** Opening Dataset extract block **
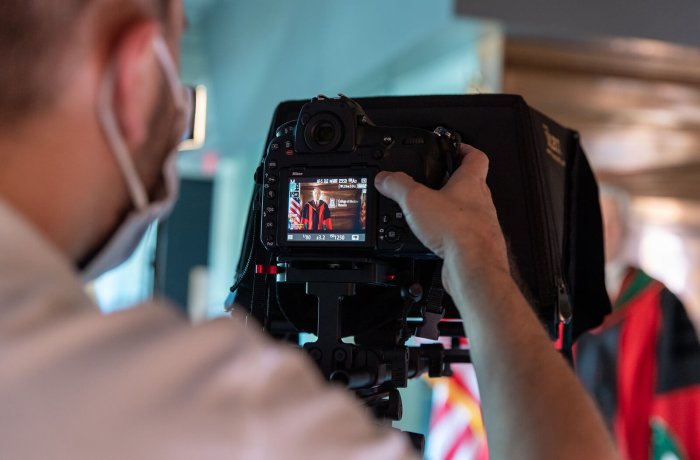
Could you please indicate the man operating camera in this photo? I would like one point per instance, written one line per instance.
(91, 109)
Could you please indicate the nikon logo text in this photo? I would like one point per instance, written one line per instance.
(553, 146)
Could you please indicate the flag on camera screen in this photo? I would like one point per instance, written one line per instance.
(294, 213)
(456, 427)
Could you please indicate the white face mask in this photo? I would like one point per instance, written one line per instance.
(127, 237)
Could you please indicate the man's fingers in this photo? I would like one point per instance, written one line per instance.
(395, 185)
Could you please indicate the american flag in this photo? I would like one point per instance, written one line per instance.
(294, 212)
(456, 428)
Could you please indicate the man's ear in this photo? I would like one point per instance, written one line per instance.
(136, 83)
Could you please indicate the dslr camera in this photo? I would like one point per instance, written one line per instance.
(326, 254)
(318, 181)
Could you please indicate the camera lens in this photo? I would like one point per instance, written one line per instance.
(323, 132)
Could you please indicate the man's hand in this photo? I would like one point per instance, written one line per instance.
(533, 405)
(457, 221)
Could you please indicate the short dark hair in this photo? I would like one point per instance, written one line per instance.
(35, 37)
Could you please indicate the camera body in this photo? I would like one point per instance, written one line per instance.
(317, 182)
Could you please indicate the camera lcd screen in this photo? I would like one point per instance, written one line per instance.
(327, 210)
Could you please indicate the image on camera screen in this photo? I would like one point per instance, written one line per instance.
(327, 210)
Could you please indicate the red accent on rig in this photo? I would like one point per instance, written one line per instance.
(266, 269)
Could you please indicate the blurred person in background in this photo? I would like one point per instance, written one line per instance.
(91, 111)
(642, 364)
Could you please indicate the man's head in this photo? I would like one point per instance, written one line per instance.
(614, 204)
(60, 170)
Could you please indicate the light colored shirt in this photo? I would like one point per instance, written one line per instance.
(143, 384)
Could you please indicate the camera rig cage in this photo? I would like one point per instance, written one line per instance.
(348, 266)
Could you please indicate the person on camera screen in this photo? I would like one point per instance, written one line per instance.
(316, 214)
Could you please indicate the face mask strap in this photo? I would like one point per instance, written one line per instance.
(105, 112)
(182, 103)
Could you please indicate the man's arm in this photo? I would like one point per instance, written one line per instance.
(533, 405)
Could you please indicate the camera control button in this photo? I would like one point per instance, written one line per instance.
(393, 234)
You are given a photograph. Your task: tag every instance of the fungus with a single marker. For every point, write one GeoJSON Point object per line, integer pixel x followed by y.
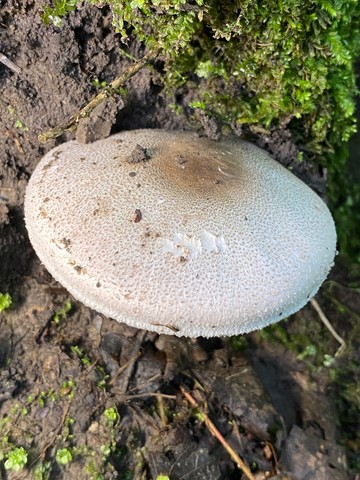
{"type": "Point", "coordinates": [191, 238]}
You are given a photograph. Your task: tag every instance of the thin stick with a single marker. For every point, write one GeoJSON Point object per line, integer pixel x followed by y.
{"type": "Point", "coordinates": [328, 325]}
{"type": "Point", "coordinates": [214, 431]}
{"type": "Point", "coordinates": [15, 68]}
{"type": "Point", "coordinates": [71, 124]}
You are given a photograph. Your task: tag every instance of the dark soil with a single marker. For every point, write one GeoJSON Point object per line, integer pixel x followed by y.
{"type": "Point", "coordinates": [111, 396]}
** Closing Dataset extract block **
Exercise brief: Output every line above exactly as it stands, and drop any picture.

Completed task:
Could you please indicate the man operating camera in this photo? I would like one point per instance, written one line per instance.
(91, 109)
Could you please indicate the nikon logo text in this photo? I would like one point per instance, written one line per instance.
(553, 146)
Could you please indicate the flag on camera screen in this photo? I would like one point per instance, written one line per instance.
(294, 213)
(456, 427)
Could you please indicate the white face mask in this photo? I would like one point per instance, written one line per instance.
(127, 237)
Could you please indicate the man's fingers in this photo? I would like one point per instance, written one line per instance.
(395, 185)
Could you please indicate the american flag in this photo? I would like one point per instance, written one line per instance.
(294, 212)
(456, 428)
Could you please indicate the man's ear in this photo? I would like one point per instance, written one line per instance.
(136, 83)
Could you please indicate the dslr camera in this photo? I would like one point per instance, written one line per instance.
(326, 254)
(318, 181)
Could you please indicate the camera lens in this photo? I would like one point per instance, written one line per instance.
(323, 132)
Could you please indicate the man's hand in this photo? I would like one point per instance, written one line per instance.
(533, 405)
(457, 221)
Could you please indicate the short dark hair in this photo? I would like one point per instance, written one line per instance.
(35, 37)
Could you please indicate the camera body in this photo? I would like one point per instance, written one line per instance.
(317, 182)
Could you please indicate the camera lcd screen in this photo? I would like one point per instance, written one line per instance.
(327, 210)
Could you please indicate the image on camera screen in this photo? I would like one point per instance, written one line per instance.
(327, 210)
Could you please indicate the red accent on rig in this photo? I would like one point per instance, written one line per instance.
(266, 269)
Could you please indicate the blurred person in background in this photo? I would like one point per instance, written one line per instance.
(91, 111)
(642, 364)
Could you please indicate the man's head in this photo? I would like one point per instance, written one line per instance.
(614, 204)
(60, 170)
Could you please indicate the light colored shirt in this photo? I would like one point per instance, written one line per instance.
(143, 384)
Could you please indicate the camera rig cage in this photo? I would like one point per instance, written one line per instance.
(348, 266)
Could you please indicate the person on camera screen in this photo? I would like one point per instance, written one line per instance.
(316, 214)
Could you please indicate the face mask strap in this photo? I would like one point per instance, written one line per instance.
(105, 112)
(182, 103)
Could you please indicate the man's arm in this photo? I would like one point per instance, written one line per instance.
(533, 405)
Could you please indicate the camera control button in this photo? I would like one point per instance, written one line per instance.
(393, 234)
You are given a photograph. Your task: tag every instance of the fungus with a single marker. For every point, write one GeoJSON Point object per line, integer pixel x followed by y.
{"type": "Point", "coordinates": [191, 238]}
You are given a photograph. Your task: tag every instance of the thin stick with a single marker. For every point, write one GeoJSON Point object per line, integer pixel x followed by y.
{"type": "Point", "coordinates": [328, 325]}
{"type": "Point", "coordinates": [214, 431]}
{"type": "Point", "coordinates": [15, 68]}
{"type": "Point", "coordinates": [71, 124]}
You are given a photograph. Your task: tag every instance of the dark soil with a single marker. For every point, write one GeoJSON Point object per line, integer pixel x followed by y.
{"type": "Point", "coordinates": [111, 396]}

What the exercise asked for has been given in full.